> [EXERCISE BRIEF]: Take the entries below and print all of them exactly, please.

> [GIVEN ENTRIES]:
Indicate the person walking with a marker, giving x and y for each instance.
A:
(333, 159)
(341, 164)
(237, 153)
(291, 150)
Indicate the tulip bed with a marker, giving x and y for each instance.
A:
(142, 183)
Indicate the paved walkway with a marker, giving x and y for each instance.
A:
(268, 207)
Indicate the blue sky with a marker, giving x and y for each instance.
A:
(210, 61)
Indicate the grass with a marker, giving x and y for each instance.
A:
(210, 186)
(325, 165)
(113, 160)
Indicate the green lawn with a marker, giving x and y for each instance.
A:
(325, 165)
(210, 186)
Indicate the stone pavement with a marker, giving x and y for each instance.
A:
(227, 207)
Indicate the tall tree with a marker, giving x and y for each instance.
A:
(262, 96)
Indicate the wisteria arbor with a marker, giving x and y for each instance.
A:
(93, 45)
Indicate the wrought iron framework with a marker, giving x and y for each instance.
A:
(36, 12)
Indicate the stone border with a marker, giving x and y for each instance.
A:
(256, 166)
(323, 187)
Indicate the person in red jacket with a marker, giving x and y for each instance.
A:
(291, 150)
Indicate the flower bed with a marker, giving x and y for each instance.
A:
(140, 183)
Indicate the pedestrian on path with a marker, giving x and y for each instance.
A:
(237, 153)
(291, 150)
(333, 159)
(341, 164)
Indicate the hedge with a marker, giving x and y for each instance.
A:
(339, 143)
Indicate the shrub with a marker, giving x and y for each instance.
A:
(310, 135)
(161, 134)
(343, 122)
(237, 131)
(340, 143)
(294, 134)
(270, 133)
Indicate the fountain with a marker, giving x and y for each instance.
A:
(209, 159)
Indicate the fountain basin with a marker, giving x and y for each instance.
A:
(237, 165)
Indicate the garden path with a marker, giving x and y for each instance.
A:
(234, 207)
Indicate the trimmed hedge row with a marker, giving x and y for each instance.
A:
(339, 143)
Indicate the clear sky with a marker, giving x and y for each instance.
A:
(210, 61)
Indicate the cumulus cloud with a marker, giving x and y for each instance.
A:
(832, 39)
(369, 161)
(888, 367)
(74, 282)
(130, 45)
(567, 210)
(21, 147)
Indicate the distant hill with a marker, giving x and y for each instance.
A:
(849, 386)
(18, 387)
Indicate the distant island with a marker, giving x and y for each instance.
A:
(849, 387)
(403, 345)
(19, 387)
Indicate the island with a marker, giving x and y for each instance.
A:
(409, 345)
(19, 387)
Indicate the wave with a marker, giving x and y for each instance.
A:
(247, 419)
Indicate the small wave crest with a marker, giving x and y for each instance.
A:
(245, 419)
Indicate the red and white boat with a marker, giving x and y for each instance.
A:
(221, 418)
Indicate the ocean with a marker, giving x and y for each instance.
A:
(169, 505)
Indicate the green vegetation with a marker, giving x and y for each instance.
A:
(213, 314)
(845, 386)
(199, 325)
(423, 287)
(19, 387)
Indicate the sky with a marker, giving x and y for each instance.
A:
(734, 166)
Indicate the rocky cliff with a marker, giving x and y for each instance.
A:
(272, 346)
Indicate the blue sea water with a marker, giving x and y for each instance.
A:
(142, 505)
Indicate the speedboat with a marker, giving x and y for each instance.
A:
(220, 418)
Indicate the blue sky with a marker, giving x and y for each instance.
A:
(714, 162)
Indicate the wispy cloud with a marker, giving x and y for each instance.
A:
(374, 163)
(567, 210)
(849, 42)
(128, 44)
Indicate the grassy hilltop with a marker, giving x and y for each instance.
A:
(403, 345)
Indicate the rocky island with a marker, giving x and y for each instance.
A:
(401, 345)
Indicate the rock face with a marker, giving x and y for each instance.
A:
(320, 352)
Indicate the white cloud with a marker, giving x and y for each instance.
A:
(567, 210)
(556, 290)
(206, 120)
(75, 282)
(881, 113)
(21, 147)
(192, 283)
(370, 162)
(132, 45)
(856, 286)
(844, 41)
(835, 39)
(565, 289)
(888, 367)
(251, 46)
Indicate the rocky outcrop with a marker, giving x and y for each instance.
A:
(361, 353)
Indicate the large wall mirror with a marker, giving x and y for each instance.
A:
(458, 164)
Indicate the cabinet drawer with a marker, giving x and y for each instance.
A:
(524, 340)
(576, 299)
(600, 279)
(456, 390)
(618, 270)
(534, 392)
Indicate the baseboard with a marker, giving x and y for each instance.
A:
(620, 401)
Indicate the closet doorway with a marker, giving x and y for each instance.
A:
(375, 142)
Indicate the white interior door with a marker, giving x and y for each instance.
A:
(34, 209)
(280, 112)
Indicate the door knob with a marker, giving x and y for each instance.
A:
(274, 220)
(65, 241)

> [RESPONSE]:
Indicate the person walking with a marker, giving x and y for each instance.
A:
(333, 159)
(341, 164)
(237, 153)
(291, 150)
Indicate the tulip bed with a marker, giving x and y for each instance.
A:
(142, 183)
Indicate the paved walkway with a marker, giving x and y for each instance.
A:
(268, 207)
Indicate the blue sky with a marker, giving x and y for each instance.
A:
(210, 61)
Indicate the grass with a marker, giving x and y for each instance.
A:
(210, 186)
(325, 165)
(113, 160)
Indicate the green lawn with a marker, giving x and y for each instance.
A:
(325, 165)
(210, 186)
Indicate the stone pavement with a marker, giving x and y for each instance.
A:
(227, 207)
Indicate the tall tree with a marker, giving x and y for each instance.
A:
(262, 96)
Indicate the wisteria arbor with a marker, giving x and y for each instance.
A:
(93, 45)
Indicate the wrought iron framework with a marker, giving x and y for each instance.
A:
(36, 12)
Indicate the stone border with a marker, giving x and y for each instance.
A:
(256, 166)
(323, 187)
Indicate the person in red jacket with a marker, giving x and y for each instance.
A:
(291, 150)
Indicate the flower bed with a marker, giving x and y for each instance.
A:
(140, 183)
Indicate the pedestrian on path with a marker, giving x and y for each instance.
A:
(237, 153)
(291, 150)
(333, 159)
(341, 164)
Indicate the hedge with a marker, giving x and y for each instance.
A:
(339, 143)
Indicate the shrub with a marker, giving x and y for each instance.
A:
(310, 135)
(161, 134)
(343, 122)
(237, 131)
(340, 143)
(294, 134)
(270, 133)
Indicate the fountain with a marker, giving x and y for each instance.
A:
(209, 159)
Indicate the fountain basin with a marker, giving x and y for each instance.
A:
(237, 165)
Indicate the garden path with a marker, giving x and y for each instance.
A:
(234, 207)
Indicate the trimmed hedge row with a marker, giving x and y for each instance.
A:
(339, 143)
Indicate the clear sky with a marker, giving x and y for each instance.
A:
(210, 61)
Indicate the cumulus cloud with a marker, giving x and y for each instance.
A:
(832, 39)
(369, 161)
(888, 367)
(74, 282)
(130, 45)
(567, 210)
(21, 147)
Indicate the distant hill with a marker, giving x and y for each instance.
A:
(849, 386)
(18, 387)
Indicate the distant island with a marker, giving x and y for each instance.
A:
(849, 387)
(403, 345)
(19, 387)
Indicate the island with a marker, giving x and y for each instance.
A:
(409, 345)
(19, 387)
Indicate the wave with a marker, giving x and y for each instance.
A:
(247, 419)
Indicate the small wave crest with a marker, giving x and y for each instance.
A:
(245, 419)
Indicate the red and white boat with a marker, giving x and y for each instance.
A:
(221, 418)
Indicate the ocean with a marker, giving x and y for each instance.
A:
(169, 505)
Indicate the green vegetation with a marker, giving x and y for each instance.
A:
(213, 314)
(845, 386)
(199, 325)
(423, 287)
(19, 387)
Indicate the sky with a marker, giving x and y for each instance.
A:
(734, 166)
Indicate the rocky cliff with a marker, giving x and y for each instance.
A:
(272, 346)
Indicate the blue sea water with a marker, giving x and y for each instance.
A:
(142, 505)
Indicate the speedboat with a marker, giving x and y for each instance.
A:
(220, 418)
Indicate the blue sky with a marker, giving x and y for each instance.
A:
(714, 162)
Indicate the wispy cloud with a marker, giving x and y for each instance.
A:
(374, 163)
(567, 210)
(849, 42)
(128, 44)
Indicate the grassy hilltop with a marker, giving x and y for each instance.
A:
(403, 345)
Indicate the rocky island with a marker, giving x and y for each instance.
A:
(401, 345)
Indicate the rock face with a marker, giving x and y for each instance.
A:
(320, 352)
Indicate the white cloud with a marker, giving x and y for each instance.
A:
(567, 210)
(556, 290)
(206, 120)
(75, 282)
(881, 113)
(21, 147)
(192, 283)
(370, 162)
(132, 45)
(856, 286)
(844, 41)
(835, 39)
(565, 289)
(888, 367)
(251, 46)
Indicate the rocky outcrop with a marker, giving x and y for each instance.
A:
(361, 353)
Indicate the large wall mirror with a marker, giving x and y for each instance.
A:
(458, 164)
Indicate the cabinet drawer with a marker, giving x and y for each instance.
A:
(524, 340)
(576, 299)
(600, 279)
(456, 390)
(618, 270)
(534, 392)
Indicate the baseboard with a marker, giving x and y for each instance.
A:
(620, 401)
Indicate the closet doorway with a marker, giving x and y for each instance.
A:
(375, 142)
Indicate the white interior door with a marker, giving x and y for each instance.
A:
(34, 209)
(280, 112)
Indicate the door knob with a marker, giving x and y for each instance.
A:
(274, 220)
(65, 241)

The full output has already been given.